→ **Material for the task**
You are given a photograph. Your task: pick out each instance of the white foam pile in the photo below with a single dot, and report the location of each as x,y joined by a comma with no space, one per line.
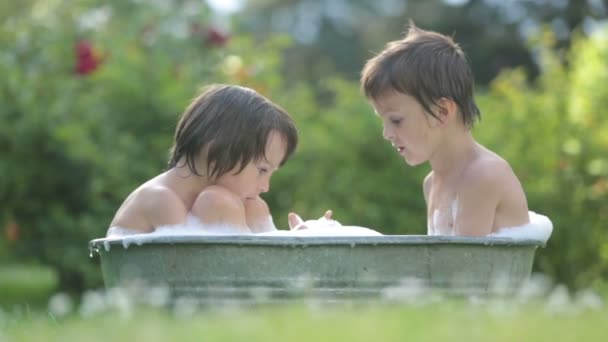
539,229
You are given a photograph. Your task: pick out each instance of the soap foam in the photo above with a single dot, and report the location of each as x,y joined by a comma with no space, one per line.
539,229
325,227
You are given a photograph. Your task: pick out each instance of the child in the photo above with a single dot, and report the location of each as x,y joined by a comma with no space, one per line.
422,88
227,145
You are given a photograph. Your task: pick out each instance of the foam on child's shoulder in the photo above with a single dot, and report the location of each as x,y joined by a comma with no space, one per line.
192,226
539,229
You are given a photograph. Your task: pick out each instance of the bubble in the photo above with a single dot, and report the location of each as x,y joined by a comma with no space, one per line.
60,304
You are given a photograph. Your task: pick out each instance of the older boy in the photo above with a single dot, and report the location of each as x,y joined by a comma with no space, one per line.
422,88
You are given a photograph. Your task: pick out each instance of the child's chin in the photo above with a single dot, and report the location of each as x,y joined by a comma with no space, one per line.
413,162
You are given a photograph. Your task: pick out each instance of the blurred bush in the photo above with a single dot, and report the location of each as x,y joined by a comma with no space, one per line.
91,95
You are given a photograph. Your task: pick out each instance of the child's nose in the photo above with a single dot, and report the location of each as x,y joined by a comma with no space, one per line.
386,133
264,186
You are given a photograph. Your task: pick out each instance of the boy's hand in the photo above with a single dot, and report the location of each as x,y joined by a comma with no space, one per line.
258,216
297,223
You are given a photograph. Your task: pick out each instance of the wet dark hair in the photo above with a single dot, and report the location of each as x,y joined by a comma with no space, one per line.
427,66
229,126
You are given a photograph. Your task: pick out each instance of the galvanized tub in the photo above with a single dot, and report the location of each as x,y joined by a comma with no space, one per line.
210,268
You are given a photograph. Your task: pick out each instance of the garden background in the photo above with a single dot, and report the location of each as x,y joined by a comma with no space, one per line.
90,92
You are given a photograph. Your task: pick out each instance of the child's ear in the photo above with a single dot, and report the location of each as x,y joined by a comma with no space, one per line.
447,109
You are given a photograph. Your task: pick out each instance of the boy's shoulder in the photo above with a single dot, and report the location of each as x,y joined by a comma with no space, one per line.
216,204
488,170
158,200
219,196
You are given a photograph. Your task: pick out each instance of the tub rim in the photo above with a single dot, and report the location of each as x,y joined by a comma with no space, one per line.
282,240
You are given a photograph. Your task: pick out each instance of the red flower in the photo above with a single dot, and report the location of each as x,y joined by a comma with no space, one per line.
11,231
86,61
216,38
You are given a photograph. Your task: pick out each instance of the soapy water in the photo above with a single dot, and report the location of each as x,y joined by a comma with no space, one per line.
193,226
539,229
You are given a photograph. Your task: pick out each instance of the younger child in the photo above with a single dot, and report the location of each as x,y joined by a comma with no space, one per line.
227,145
422,88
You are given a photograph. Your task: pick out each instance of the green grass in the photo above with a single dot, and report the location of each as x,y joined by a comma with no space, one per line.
32,284
444,321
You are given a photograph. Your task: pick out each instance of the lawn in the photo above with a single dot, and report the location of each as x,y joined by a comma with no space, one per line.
446,320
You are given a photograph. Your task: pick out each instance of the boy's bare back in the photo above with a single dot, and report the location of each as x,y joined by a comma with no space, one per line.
422,88
482,198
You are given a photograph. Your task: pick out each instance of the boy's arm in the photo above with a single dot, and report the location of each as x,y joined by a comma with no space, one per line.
478,199
426,189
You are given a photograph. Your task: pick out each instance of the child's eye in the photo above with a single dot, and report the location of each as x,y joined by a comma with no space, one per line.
396,122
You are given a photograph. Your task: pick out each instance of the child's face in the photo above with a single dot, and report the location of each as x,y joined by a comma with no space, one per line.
411,131
255,177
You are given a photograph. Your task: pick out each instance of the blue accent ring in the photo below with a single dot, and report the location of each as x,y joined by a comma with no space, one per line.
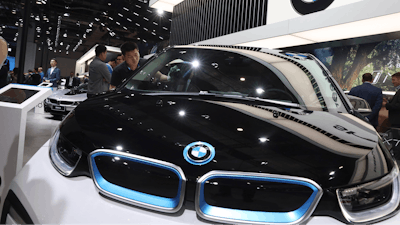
256,216
163,202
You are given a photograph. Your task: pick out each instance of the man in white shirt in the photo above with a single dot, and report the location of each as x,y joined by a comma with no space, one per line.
72,81
53,74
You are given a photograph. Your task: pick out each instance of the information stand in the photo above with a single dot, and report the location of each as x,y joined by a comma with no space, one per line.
15,102
39,108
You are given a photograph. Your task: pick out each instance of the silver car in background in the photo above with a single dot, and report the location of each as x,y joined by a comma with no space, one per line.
61,102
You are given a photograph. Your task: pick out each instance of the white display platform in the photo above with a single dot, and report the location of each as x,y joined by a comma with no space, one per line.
39,108
13,124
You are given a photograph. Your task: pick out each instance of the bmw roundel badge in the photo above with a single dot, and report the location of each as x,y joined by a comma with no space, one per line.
199,153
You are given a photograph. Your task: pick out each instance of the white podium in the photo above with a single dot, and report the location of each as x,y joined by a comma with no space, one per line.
15,101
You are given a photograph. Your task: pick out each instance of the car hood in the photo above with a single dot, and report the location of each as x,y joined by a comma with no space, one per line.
331,149
62,95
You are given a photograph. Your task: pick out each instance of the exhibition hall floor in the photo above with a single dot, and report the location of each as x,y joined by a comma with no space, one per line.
39,128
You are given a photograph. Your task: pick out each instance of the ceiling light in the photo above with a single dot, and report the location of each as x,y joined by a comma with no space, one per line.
195,64
260,91
278,42
382,24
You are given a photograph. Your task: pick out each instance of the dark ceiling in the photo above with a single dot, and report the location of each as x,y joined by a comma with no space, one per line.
77,25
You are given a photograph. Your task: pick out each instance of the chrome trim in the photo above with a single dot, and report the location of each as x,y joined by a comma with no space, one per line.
379,211
58,163
306,215
133,202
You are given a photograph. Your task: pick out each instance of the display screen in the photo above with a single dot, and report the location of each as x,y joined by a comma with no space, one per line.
16,95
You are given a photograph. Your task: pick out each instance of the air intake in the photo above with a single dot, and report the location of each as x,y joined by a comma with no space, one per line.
255,198
137,180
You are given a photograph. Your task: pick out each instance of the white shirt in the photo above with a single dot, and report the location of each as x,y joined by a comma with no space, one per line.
52,69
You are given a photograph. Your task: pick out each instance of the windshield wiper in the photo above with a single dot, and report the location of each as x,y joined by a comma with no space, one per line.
228,96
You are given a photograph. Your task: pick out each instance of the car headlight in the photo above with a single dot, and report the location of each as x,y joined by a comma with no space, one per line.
64,156
370,201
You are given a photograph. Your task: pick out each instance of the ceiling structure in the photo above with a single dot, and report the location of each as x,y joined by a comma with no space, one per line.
77,25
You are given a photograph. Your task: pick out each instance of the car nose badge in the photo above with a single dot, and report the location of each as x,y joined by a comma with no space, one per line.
199,153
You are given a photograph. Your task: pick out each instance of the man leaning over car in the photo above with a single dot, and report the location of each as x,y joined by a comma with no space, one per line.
394,111
372,94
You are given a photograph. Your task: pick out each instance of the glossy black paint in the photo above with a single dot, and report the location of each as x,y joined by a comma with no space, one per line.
138,176
151,126
255,195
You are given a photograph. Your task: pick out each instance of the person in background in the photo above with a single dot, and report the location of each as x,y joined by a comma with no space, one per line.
132,62
53,74
4,74
119,59
40,70
111,65
72,81
99,76
372,94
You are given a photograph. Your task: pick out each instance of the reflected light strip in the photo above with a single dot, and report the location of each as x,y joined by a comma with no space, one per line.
278,42
362,28
166,5
373,26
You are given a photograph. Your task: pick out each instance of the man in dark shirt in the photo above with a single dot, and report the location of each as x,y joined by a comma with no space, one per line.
372,94
132,62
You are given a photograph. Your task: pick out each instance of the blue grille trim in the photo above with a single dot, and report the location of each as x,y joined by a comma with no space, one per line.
143,199
247,216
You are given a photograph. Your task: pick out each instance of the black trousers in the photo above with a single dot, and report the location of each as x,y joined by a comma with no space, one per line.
396,140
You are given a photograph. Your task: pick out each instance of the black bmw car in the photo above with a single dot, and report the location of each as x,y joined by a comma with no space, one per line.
205,134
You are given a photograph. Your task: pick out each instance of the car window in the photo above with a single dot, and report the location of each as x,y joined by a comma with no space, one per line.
220,72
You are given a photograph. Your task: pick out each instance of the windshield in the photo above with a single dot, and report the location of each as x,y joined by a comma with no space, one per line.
243,74
219,72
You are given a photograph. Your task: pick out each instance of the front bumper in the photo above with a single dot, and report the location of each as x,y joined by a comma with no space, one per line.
58,109
49,197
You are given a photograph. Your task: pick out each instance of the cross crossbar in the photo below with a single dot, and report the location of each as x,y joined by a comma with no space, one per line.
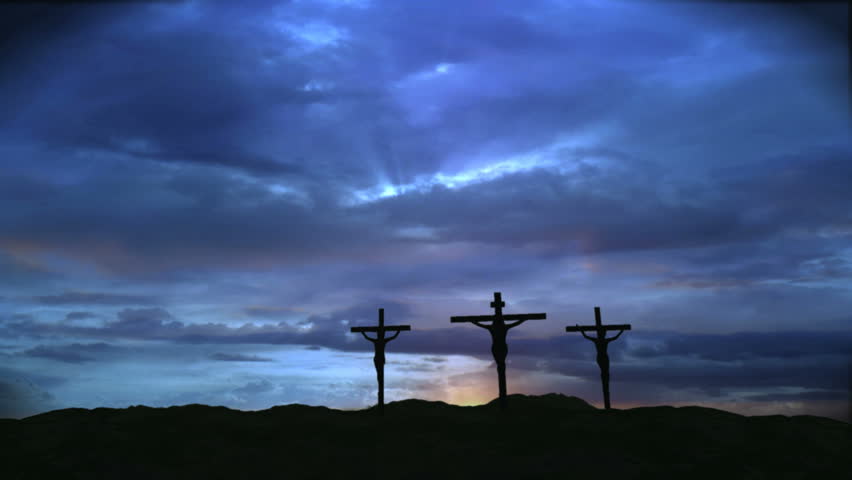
594,328
489,318
397,328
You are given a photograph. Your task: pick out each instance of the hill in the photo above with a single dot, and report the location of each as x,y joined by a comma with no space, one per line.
538,437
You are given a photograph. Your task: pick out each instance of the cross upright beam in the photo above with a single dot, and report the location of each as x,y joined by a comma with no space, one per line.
498,328
379,347
601,343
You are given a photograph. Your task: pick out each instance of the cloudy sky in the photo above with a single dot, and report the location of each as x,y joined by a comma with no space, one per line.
198,199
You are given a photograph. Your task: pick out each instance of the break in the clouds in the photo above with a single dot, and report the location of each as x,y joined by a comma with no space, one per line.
201,198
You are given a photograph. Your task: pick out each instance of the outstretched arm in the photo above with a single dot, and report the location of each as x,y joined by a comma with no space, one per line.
613,338
395,334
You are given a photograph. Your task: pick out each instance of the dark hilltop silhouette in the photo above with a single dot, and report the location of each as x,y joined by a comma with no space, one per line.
548,436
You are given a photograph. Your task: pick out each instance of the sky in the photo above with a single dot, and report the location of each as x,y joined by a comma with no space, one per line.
198,199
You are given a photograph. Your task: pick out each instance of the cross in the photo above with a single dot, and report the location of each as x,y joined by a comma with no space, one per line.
498,329
379,346
601,343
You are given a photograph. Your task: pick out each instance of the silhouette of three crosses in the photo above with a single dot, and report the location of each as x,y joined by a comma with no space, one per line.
499,348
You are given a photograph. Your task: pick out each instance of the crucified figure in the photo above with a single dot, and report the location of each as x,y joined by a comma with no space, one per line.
499,349
379,358
601,344
498,328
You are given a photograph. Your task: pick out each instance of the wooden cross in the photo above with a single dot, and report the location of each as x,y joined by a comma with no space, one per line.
379,346
601,343
498,329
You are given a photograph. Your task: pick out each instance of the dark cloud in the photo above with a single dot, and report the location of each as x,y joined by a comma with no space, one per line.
73,353
237,357
79,316
92,298
253,388
749,345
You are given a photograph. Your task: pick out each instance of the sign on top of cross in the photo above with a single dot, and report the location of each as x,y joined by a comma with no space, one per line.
498,329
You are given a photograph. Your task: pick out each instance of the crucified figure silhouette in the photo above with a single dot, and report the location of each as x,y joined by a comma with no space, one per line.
498,328
379,346
379,358
601,344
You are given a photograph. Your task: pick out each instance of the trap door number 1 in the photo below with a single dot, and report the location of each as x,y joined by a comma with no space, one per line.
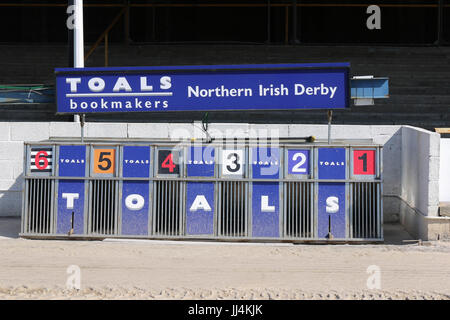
364,162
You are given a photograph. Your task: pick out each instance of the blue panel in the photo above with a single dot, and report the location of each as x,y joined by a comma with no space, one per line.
135,204
298,161
200,208
70,199
266,163
331,163
136,161
200,162
331,202
266,209
370,88
72,161
200,88
71,193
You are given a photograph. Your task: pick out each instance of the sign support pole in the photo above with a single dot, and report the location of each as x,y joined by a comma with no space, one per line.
78,41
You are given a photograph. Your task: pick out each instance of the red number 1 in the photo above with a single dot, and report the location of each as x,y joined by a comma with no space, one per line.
168,163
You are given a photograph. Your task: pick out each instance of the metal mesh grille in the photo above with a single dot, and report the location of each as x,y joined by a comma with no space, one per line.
103,213
168,208
39,206
233,200
299,214
364,210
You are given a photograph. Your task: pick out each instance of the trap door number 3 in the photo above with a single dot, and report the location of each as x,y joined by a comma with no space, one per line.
104,160
232,162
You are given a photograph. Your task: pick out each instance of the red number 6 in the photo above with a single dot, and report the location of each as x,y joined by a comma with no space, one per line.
41,155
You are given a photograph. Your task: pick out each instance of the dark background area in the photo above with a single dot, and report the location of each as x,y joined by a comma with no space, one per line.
412,49
252,21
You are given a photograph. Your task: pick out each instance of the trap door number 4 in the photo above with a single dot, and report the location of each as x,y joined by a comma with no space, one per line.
169,161
104,161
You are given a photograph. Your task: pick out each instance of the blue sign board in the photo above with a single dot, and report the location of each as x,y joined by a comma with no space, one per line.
135,194
331,195
200,88
71,193
200,208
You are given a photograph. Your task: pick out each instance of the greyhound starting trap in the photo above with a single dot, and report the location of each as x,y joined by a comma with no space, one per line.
245,191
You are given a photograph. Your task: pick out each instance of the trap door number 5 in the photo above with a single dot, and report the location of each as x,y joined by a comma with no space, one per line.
104,161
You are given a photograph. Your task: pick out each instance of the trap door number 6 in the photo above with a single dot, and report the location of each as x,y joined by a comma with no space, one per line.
104,161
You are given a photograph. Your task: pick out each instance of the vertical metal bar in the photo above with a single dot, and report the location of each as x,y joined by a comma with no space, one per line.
268,21
294,21
31,209
41,189
286,25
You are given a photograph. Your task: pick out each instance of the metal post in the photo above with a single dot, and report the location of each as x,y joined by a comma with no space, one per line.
440,23
106,49
126,23
78,61
70,40
330,116
294,22
82,127
268,21
78,41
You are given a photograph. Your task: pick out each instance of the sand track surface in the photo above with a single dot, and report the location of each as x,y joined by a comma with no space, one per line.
37,269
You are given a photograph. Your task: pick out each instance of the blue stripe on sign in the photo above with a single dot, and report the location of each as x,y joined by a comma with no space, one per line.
200,208
71,193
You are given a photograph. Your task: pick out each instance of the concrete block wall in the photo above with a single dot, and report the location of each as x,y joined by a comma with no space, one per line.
13,134
419,207
420,170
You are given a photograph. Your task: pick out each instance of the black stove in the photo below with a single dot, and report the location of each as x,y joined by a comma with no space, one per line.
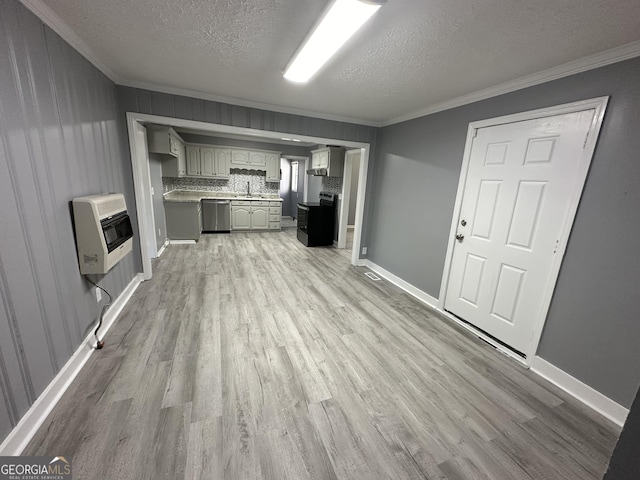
316,220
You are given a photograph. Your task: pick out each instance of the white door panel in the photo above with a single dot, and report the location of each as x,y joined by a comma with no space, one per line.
516,197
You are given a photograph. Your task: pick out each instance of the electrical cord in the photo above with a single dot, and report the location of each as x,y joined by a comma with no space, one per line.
99,343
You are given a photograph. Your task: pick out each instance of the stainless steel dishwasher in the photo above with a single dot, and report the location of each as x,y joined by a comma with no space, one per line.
216,215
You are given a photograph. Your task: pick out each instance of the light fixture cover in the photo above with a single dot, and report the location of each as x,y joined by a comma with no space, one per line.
340,21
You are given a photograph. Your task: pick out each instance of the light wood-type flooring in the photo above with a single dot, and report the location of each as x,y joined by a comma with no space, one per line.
250,356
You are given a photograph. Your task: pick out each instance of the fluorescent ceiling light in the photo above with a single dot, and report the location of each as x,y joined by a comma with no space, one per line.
339,23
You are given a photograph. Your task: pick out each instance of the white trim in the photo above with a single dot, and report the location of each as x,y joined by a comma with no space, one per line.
601,59
599,106
580,391
162,248
142,182
360,203
614,55
403,284
432,302
53,21
29,424
185,92
140,168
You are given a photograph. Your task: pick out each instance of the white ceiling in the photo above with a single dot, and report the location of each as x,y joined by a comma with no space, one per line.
412,56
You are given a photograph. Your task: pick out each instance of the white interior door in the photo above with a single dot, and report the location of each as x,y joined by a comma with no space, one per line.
517,197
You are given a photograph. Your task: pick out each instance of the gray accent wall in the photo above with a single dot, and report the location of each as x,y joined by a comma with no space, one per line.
60,137
592,330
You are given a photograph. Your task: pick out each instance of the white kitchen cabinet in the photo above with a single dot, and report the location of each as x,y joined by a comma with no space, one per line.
207,162
193,161
240,158
184,220
329,158
222,160
175,166
255,215
273,167
257,159
240,217
164,140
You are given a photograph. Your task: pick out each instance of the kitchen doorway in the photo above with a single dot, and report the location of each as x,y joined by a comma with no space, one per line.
141,173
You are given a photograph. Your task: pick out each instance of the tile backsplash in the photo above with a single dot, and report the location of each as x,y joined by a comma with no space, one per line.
237,182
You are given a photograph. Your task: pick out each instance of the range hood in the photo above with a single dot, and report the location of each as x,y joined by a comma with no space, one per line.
327,162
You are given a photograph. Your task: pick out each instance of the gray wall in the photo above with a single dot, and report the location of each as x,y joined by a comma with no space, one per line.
155,170
60,137
176,106
625,461
592,329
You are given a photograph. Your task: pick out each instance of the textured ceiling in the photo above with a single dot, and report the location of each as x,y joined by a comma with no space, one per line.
411,55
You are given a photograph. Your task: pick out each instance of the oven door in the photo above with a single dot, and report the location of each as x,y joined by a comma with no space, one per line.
303,217
116,230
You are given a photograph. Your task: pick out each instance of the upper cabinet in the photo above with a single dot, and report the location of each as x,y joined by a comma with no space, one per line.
273,167
239,158
330,159
258,159
164,140
193,161
209,162
212,161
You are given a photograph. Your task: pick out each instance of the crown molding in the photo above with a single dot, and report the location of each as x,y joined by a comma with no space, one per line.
53,21
614,55
243,103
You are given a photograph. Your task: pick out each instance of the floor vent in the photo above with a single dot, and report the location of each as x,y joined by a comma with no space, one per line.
372,276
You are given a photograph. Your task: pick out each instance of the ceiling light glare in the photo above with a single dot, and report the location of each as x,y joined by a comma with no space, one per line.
340,22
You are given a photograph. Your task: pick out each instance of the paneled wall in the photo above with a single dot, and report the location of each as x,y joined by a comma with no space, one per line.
60,137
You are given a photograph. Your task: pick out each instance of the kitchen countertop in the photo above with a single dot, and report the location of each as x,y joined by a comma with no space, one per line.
194,196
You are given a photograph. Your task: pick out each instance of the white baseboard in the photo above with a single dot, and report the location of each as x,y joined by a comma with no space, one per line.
574,387
29,424
164,245
404,285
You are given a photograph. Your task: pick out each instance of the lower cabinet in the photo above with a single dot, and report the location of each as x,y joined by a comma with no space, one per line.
184,220
254,215
240,217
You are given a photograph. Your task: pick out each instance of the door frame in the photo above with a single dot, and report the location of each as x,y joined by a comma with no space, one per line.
345,197
142,176
598,104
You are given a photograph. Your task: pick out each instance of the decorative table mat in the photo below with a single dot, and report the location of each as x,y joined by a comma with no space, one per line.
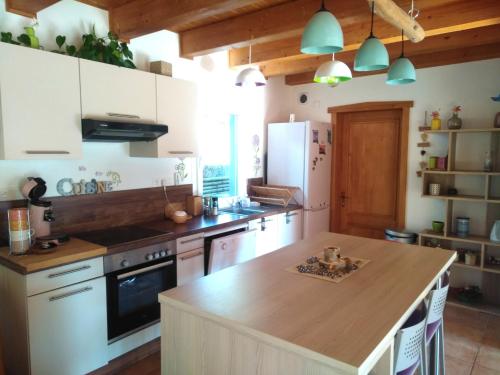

→ **Exercise prompt**
Starting at the line that has "of the lower" and running through the end of the data, please give each line as a row of a Markdown table with the columns Number and Entry, skipping blank lines and leaving out the pictures.

→ **Solution for this task**
| Number | Entry |
|---|---|
| 1 | You are given a photograph. Your task: pick out each instance of the lower cabinet in the photo above with a single dot, and report the location of each as x,y joined by a comma with no space, one per line. |
| 2 | 184,220 |
| 3 | 254,215 |
| 4 | 240,217 |
| 5 | You are given a photograph. Your task: pick out each instance of the door frame in the photo above with a single dot, and report the location of each as x,y joined by a comma with no space, one per line. |
| 6 | 345,197 |
| 7 | 142,176 |
| 8 | 598,104 |
| 9 | You are given a photograph. Your task: pick out each instance of the decorative table mat in the photo below with a single dot, and report the location of each as x,y joined by a comma with no space, one per line. |